::: Document
The theory in England, at least from Tudor times, was that judges had to find their authority in a text of the law, just as the new bishops after the Reformation were expected to find theirs in the text of Scripture. It was a very English, indeed very Protestant, virtue to demand fidelity to the text so as to curb the inventions and pretensions to unwarranted power. In the English Church, such pretensions had led to excessive, even absurd, claims of power, immunities, indulgences and luxuries. In the present age, we can see resonances of this insistence on the text (but also of divisions about its meaning) in the controversies in the Anglican Church over women bishops, homosexual priests and so called “gay marriage”.

Distance from the heart of a great empire often makes those far away more extreme in their imperial ideology: keener than those at its seat to cling to its orthodoxies. Long after doubting voices had begun to whisper, then to speak and then to cry out the truth about the judicial method in Britain and the United States, the leading judges of Australia (more Catholic than the Pope) proclaimed the doctrinal impermissibility of judge-made innovation.
::::::
::: Dataset excerpt
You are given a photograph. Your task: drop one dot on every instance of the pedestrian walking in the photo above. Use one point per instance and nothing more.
::::::
Instruction: Transcribe, word for word, the portion of the passage on judicial authority between "Distance from the" and "of judge-made innovation.", inclusive.

Exercise answer:
Distance from the heart of a great empire often makes those far away more extreme in their imperial ideology: keener than those at its seat to cling to its orthodoxies. Long after doubting voices had begun to whisper, then to speak and then to cry out the truth about the judicial method in Britain and the United States, the leading judges of Australia (more Catholic than the Pope) proclaimed the doctrinal impermissibility of judge-made innovation.